(SELECTED EXCERPT Opens)

Thursday, March 10, 2011


Published in the EU – Uganda News (December 2004)
While the European Union (EU) fully acknowledges the urgent need to control Malaria in Uganda, we are concerned about the impact the use of DDT might have on the country’s exports of food products to the EU.
Over 40% of Uganda’s exports are destined to the EU. Food products, including Fish, comprise a vast majority of this. Government, the private sector and the EU have invested heavily in building trade and development partnerships between Uganda and the EU. With the Everything – But – Arms (EBA) initiative and other national programmes, the EU is committed to supporting Uganda to benefit even more from the European market. Through the planned Economic Partnership Agreements (EPA’s) the EU foresees the harmonization of laws and regulations governing trade at the regional level to strength the partnership with the EU even further.

DDT is toxic, persistent and bio-accumulative in the tissues of living organisms including man. Studies indicate that 50% of DDT can remain in the soil for as long as 10 – 15 years after application. It has been detected in human breast milk, is acutely toxic to birds and highly toxic to fish. There is therefore no doubt that DDT contaminates the food chain.
Because of these effects, the use of DDT is covered by the Stockholm Convention on “Persistent Organic Pollutants” (POP), which Uganda ratified in July 2004. This Convention provides that the production and use of DDT should be restricted and that countries, which want to continue its production or use, should apply accompanying measures.

(SELECTED EXCERPT Closes)
(INFORMATION PROVIDED Opens)

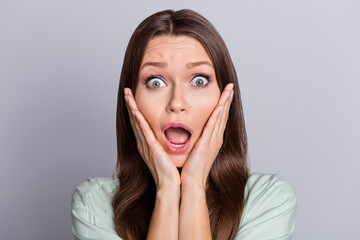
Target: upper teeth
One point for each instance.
(176, 145)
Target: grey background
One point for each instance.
(60, 61)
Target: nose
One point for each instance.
(177, 103)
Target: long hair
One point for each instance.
(134, 200)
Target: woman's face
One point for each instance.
(177, 84)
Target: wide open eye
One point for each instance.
(200, 80)
(155, 82)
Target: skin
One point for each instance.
(178, 99)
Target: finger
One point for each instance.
(134, 124)
(214, 118)
(220, 127)
(223, 116)
(144, 126)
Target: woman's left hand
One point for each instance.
(197, 167)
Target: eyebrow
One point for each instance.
(164, 65)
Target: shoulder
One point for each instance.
(268, 187)
(270, 208)
(91, 208)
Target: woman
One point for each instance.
(182, 147)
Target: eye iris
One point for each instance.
(156, 84)
(199, 82)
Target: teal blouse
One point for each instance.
(269, 211)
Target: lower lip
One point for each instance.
(176, 150)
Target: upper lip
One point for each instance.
(176, 125)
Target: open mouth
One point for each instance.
(177, 137)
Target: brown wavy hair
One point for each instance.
(134, 200)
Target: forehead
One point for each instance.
(170, 48)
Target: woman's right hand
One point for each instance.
(158, 161)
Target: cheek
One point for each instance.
(203, 111)
(146, 106)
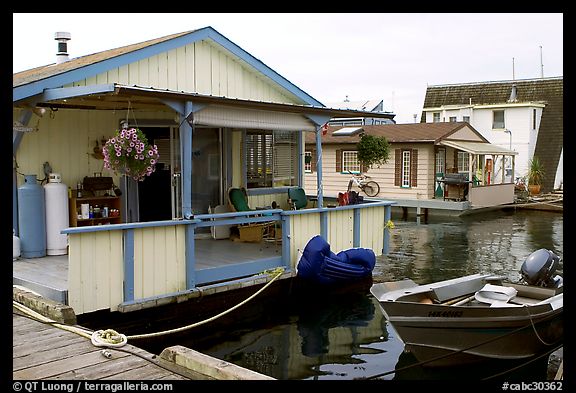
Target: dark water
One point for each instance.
(346, 337)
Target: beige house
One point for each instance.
(420, 156)
(220, 118)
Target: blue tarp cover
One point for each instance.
(319, 263)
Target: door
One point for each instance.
(206, 169)
(440, 170)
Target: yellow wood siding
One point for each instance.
(340, 230)
(66, 140)
(200, 67)
(159, 261)
(95, 271)
(372, 229)
(335, 182)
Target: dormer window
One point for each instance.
(498, 120)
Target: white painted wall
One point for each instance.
(518, 119)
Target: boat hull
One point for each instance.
(441, 334)
(441, 343)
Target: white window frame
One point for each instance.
(269, 154)
(308, 166)
(350, 161)
(405, 176)
(463, 162)
(498, 125)
(440, 161)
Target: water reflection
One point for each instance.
(496, 242)
(347, 337)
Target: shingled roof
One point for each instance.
(549, 91)
(400, 133)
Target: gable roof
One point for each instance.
(549, 91)
(398, 133)
(32, 82)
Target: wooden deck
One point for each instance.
(42, 352)
(48, 276)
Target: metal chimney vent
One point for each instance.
(513, 94)
(62, 37)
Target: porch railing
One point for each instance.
(119, 264)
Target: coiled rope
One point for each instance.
(113, 339)
(278, 271)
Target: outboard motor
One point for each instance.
(539, 267)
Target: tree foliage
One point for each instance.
(373, 150)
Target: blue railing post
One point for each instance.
(356, 230)
(128, 265)
(190, 257)
(286, 241)
(387, 217)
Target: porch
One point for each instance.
(126, 267)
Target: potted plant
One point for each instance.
(128, 153)
(535, 175)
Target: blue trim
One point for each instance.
(237, 221)
(324, 223)
(237, 270)
(178, 106)
(319, 120)
(286, 241)
(387, 216)
(125, 226)
(300, 160)
(356, 230)
(33, 88)
(319, 186)
(69, 92)
(268, 190)
(186, 143)
(190, 257)
(129, 265)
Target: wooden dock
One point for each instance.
(45, 352)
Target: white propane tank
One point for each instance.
(56, 194)
(15, 246)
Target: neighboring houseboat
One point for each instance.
(524, 115)
(220, 119)
(422, 158)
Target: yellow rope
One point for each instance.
(278, 272)
(111, 338)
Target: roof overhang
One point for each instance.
(121, 97)
(479, 148)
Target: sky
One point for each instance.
(363, 56)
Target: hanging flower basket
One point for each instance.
(128, 153)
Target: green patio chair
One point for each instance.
(238, 199)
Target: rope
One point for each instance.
(278, 272)
(113, 339)
(108, 338)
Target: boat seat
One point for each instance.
(497, 295)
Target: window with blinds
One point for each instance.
(271, 158)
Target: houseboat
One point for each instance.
(219, 119)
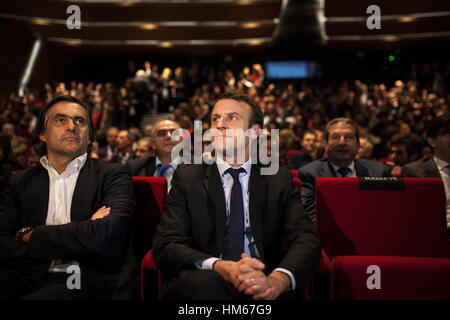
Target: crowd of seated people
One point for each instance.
(322, 122)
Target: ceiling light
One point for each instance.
(250, 25)
(40, 22)
(391, 38)
(255, 42)
(148, 26)
(72, 43)
(165, 44)
(407, 19)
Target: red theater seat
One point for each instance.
(291, 152)
(399, 230)
(405, 278)
(298, 184)
(151, 194)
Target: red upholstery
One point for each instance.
(151, 194)
(298, 184)
(409, 222)
(400, 278)
(292, 152)
(401, 231)
(150, 278)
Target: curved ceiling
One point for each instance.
(208, 27)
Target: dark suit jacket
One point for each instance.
(103, 152)
(98, 245)
(192, 227)
(299, 160)
(322, 168)
(142, 167)
(425, 168)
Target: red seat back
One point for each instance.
(298, 184)
(292, 152)
(409, 222)
(151, 194)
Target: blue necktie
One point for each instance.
(162, 169)
(344, 171)
(236, 239)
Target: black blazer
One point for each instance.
(322, 168)
(425, 168)
(142, 167)
(98, 245)
(192, 227)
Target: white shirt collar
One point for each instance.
(223, 166)
(75, 164)
(174, 163)
(351, 167)
(441, 164)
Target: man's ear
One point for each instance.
(257, 129)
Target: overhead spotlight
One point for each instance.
(72, 43)
(407, 19)
(40, 22)
(391, 38)
(125, 4)
(250, 25)
(244, 2)
(148, 26)
(165, 44)
(255, 42)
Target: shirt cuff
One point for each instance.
(290, 276)
(206, 264)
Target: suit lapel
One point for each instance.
(40, 197)
(84, 192)
(215, 191)
(327, 170)
(258, 189)
(149, 168)
(361, 171)
(431, 169)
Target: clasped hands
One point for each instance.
(99, 214)
(248, 277)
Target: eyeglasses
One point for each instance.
(164, 132)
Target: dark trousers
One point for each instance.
(208, 285)
(35, 283)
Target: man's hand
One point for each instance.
(229, 270)
(101, 213)
(26, 237)
(255, 283)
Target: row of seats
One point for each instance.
(382, 238)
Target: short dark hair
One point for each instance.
(414, 144)
(337, 120)
(257, 115)
(438, 127)
(39, 146)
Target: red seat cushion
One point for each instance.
(399, 278)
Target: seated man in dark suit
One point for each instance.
(162, 165)
(225, 225)
(342, 144)
(438, 166)
(69, 213)
(308, 147)
(110, 150)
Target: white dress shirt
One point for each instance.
(61, 189)
(352, 173)
(249, 244)
(444, 171)
(169, 171)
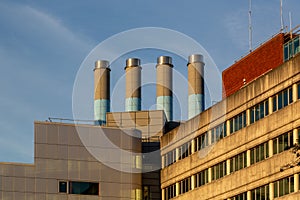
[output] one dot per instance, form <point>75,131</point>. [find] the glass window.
<point>201,178</point>
<point>259,153</point>
<point>284,186</point>
<point>83,188</point>
<point>62,187</point>
<point>260,193</point>
<point>283,142</point>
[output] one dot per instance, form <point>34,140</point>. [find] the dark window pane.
<point>63,186</point>
<point>84,188</point>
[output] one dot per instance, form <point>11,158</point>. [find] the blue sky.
<point>42,45</point>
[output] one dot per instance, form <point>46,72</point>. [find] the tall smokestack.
<point>164,87</point>
<point>196,85</point>
<point>101,91</point>
<point>133,84</point>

(INFORMATION PROVIDED Closes)

### WHAT YOU NEED TO DO
a) List every abbreviation that the DDT article above gives in parentheses, each with the full name it follows.
b) Continue the article on DDT and Uganda's exports to the EU from its last sentence.

### ANSWERS GIVEN
a)
EU: European Union
EBA: Everything – But – Arms
EPA's: Economic Partnership Agreements
POP: Persistent Organic Pollutants

b)
DDT is also listed in the Rotterdam Convention, which regulates the trade of dangerous chemicals and pesticides. The Convention requires exporters trading in these substances to obtain prior information consent of importers. Uganda is on the list of interim Prior Informed Consent (PIC).
DDT is banned for agricultural use in the EU. The EU has established Maximum Residue Levels (MRL’s) for DDT for both domestic and imported food and feedstuffs.
If Uganda is to use DDT for Malaria control, it is advisable to do so under strictly controlled circumstances. The country would also have to set up a parallel system to monitor foodstuffs for the presence of DDT. This would ensure that any contamination of foodstuffs is detected and corrective measures taken. However, these measures may not be sufficient to allay the fears of individual consumers of Uganda’s food products in the EU.
The EU would therefore urge Government to consider the wider implications of the use of DDT before a decision is taken.